→ Tarea
Indica si cada afirmación concuerda con el texto sobre los partidos políticos y la corrupción. Responde sí o no y cita literalmente las palabras del texto que lo deciden.
1. El texto considera simple y reduccionista concluir de esos episodios que todos los políticos son corruptos.
2. Según el texto, la mala prensa de la política procede sobre todo de la metafísica ideológica.
3. El texto sostiene que las puertas de los partidos deben estar abiertas solo para entrar.

→ Texto de lectura

Es evidente que la sucesión de hechos como Filesa, Gürtel o Bárcenas hiere de muerte la credibilidad de los partidos y fuerza a acometer la reforma de la financiación de esas formaciones, pero colegir de esos reprobables episodios que todos los políticos son unos corruptos o dar por buena la existencia de la casta es simple y reduccionista. El problema que creo real se da en una escala mucho más pequeña: los partidos políticos no pueden funcionar en términos garantistas. Nadie debe contar con la protección de un partido si su militancia es un salvoconducto para hacer mal o, simplemente, no hacer su trabajo. La mala prensa de la política no viene de la metafísica ideológica, que cada vez pierde mas importancia, sino de la física cotidiana, de la gestión cercana, de lo que es visible y se alimenta y multiplica en la calle, en lenta progresión aritmética si la gestión es buena y en vertiginosa progresión geométrica si es mala o escandalosa. Si los ciudadanos votan a alguien porque «parece honrado» significa que piensan que no todos los candidatos tienen por qué serlo. Esa especie calumniosa circula profusamente en el lenguaje cotidiano y es retrógrada e involucionista. Para combatirla, las puertas de los partidos deben estar permanentemente abiertas para entrar, pero también para ser invitado a salir. Llevada al extremo, la figura del preso del «Belvedere» de Escher pudiera representar el interés de los propios partidos en evitar ser percibidos como corruptos: estáte quieto aquí, no nos vayas a tirar la escalera después de tu buena labor si acaso sueñas con ser un ciudadano de pleno derecho. O bien: aquí te guardamos y mantenemos, que la calle es inhóspita y estarás mejor en una cárcel de oro. Esto representa en ambos casos, ahora como en la antigua Roma, un grave y radical deterioro democrático. Nadie puede ser tomado por culpable y nadie puede ser separado de la vida privada por haber trabajado en el ámbito público, pero nadie debe encontrar cobijo en el espacio público y/o político por sujetar firmemente el carné de un partido con su dentadura.

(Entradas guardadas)
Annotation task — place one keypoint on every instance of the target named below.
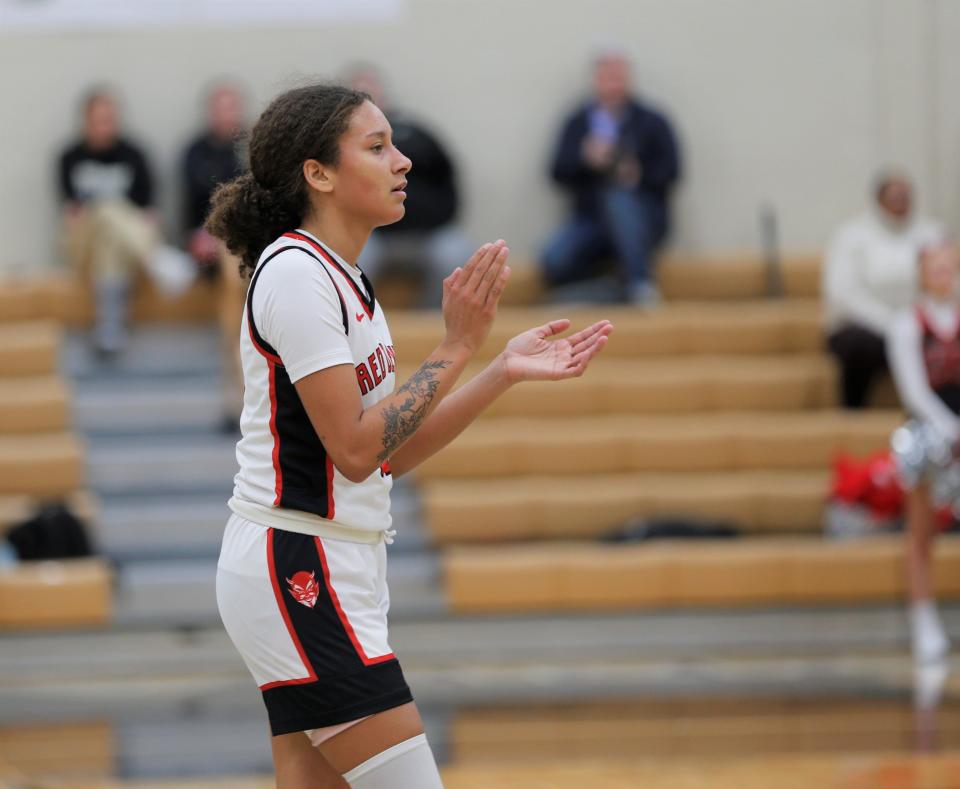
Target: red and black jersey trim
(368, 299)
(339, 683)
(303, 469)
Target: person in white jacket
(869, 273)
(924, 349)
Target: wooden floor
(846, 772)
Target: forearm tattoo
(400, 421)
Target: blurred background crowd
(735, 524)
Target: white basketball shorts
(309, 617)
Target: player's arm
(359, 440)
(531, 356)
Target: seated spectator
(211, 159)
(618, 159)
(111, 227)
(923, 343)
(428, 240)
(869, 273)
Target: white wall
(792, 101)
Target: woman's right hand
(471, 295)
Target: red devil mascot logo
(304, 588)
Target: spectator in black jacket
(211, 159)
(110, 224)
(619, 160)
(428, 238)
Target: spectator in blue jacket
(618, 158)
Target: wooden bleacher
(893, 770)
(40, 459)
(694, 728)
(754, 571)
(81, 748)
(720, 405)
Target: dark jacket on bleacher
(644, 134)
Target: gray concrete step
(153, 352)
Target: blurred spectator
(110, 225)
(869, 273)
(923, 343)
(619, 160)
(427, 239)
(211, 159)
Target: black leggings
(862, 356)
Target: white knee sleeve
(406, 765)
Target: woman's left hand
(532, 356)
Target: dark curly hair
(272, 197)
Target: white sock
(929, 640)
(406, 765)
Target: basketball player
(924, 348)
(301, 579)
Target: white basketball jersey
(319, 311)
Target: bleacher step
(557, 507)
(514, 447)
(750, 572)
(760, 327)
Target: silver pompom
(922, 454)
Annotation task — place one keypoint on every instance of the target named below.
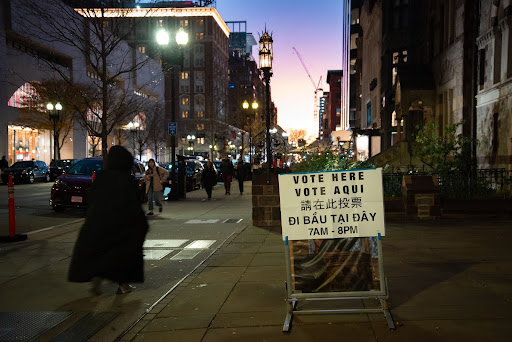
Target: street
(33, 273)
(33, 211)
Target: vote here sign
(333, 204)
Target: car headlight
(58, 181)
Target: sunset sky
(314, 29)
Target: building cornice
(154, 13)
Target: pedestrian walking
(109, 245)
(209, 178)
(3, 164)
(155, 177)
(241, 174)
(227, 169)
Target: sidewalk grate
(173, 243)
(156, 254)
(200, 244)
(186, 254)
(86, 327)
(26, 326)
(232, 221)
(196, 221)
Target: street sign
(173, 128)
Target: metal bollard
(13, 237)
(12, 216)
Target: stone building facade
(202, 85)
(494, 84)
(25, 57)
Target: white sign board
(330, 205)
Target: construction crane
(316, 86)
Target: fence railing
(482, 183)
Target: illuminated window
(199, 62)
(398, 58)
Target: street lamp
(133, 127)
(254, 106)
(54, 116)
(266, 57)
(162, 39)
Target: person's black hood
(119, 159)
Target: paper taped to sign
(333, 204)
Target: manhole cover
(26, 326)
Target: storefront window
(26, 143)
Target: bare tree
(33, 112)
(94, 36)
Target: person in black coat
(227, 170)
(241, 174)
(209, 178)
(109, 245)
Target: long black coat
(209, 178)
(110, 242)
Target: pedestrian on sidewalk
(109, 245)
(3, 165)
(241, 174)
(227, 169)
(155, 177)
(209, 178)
--
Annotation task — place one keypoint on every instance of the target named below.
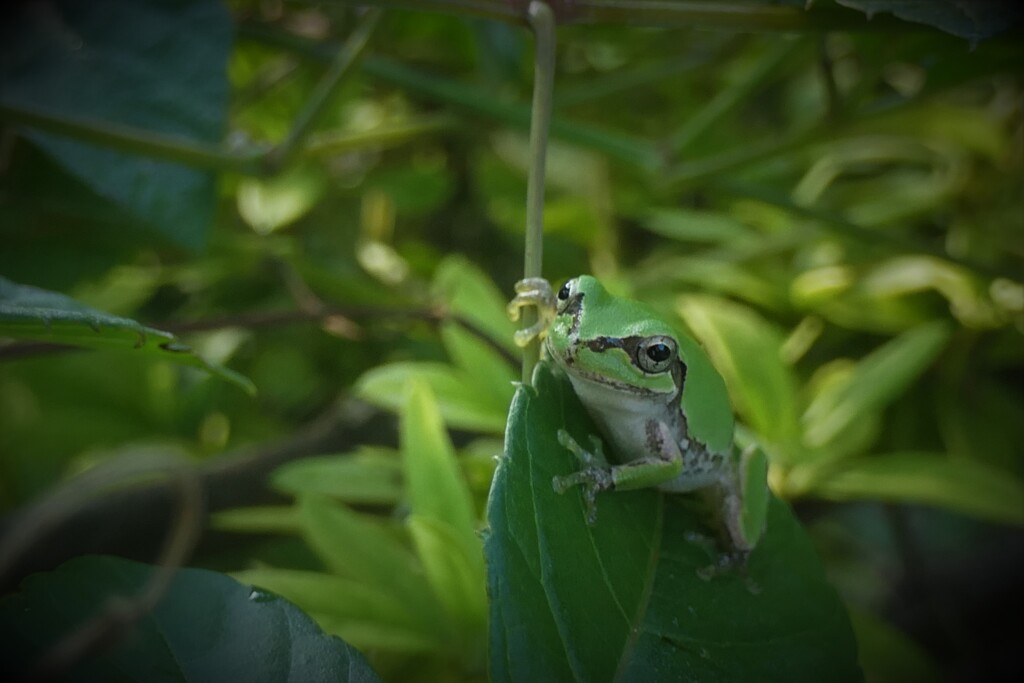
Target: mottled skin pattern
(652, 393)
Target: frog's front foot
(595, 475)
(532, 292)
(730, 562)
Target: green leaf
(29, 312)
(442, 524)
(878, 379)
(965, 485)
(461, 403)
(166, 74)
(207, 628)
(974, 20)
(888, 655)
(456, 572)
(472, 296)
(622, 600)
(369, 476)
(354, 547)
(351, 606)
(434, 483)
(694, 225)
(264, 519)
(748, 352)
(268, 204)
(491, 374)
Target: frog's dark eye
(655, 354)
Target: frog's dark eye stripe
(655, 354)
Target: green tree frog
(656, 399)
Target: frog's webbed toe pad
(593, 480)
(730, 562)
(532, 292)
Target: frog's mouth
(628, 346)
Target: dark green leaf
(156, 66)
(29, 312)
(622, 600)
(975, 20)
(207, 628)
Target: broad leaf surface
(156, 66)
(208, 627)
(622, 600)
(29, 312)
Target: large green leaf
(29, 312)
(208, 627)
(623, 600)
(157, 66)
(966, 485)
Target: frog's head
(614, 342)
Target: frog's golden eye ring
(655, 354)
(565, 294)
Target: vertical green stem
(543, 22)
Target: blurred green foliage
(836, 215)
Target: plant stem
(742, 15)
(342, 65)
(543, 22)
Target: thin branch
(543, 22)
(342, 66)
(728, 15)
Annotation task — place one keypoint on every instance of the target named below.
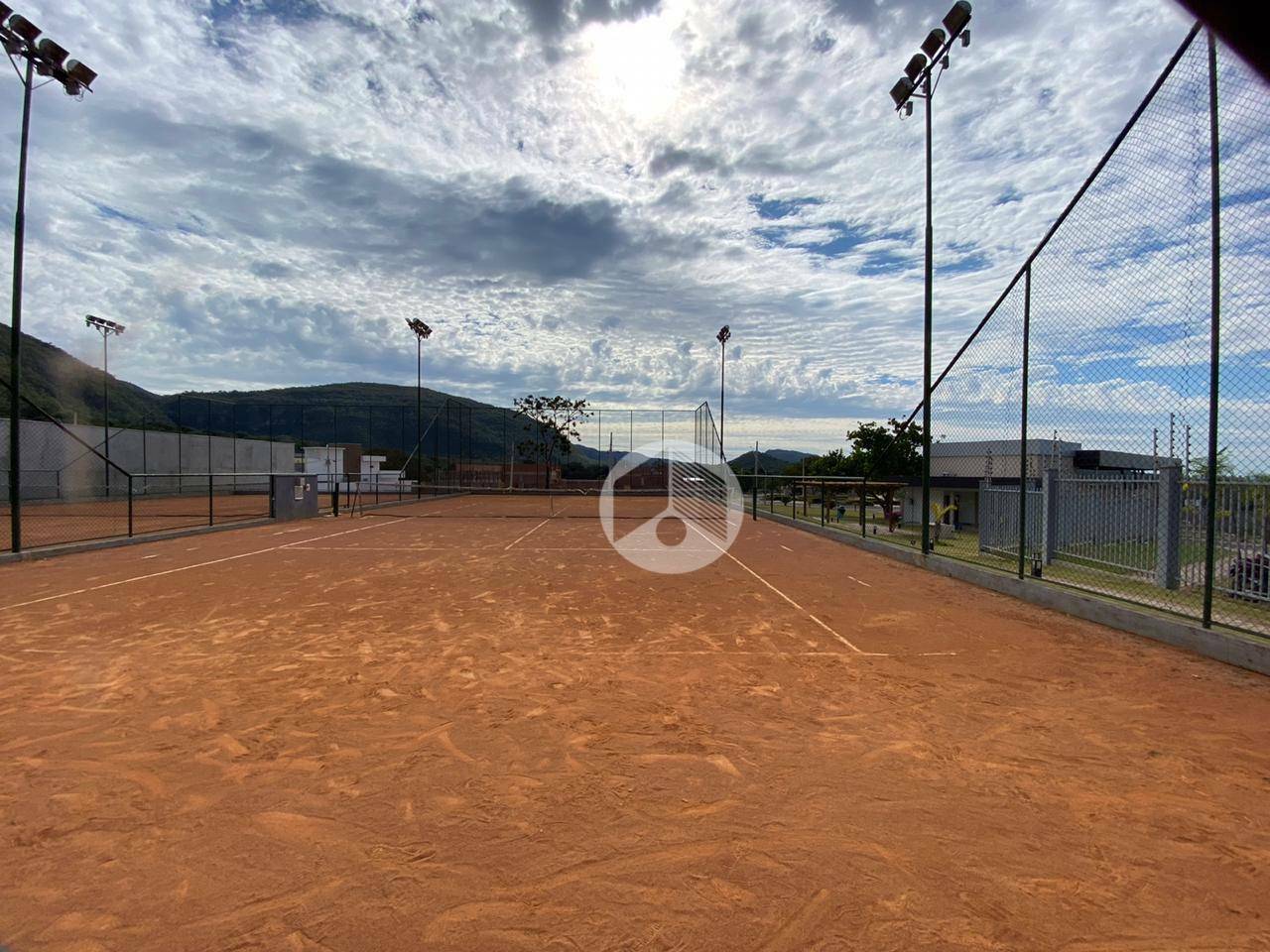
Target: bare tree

→ Resultado
1. Sí: «colegir de esos reprobables episodios que todos los políticos son unos corruptos o dar por buena la existencia de la casta es simple y reduccionista».
2. No: «La mala prensa de la política no viene de la metafísica ideológica, que cada vez pierde mas importancia, sino de la física cotidiana».
3. No: «las puertas de los partidos deben estar permanentemente abiertas para entrar, pero también para ser invitado a salir».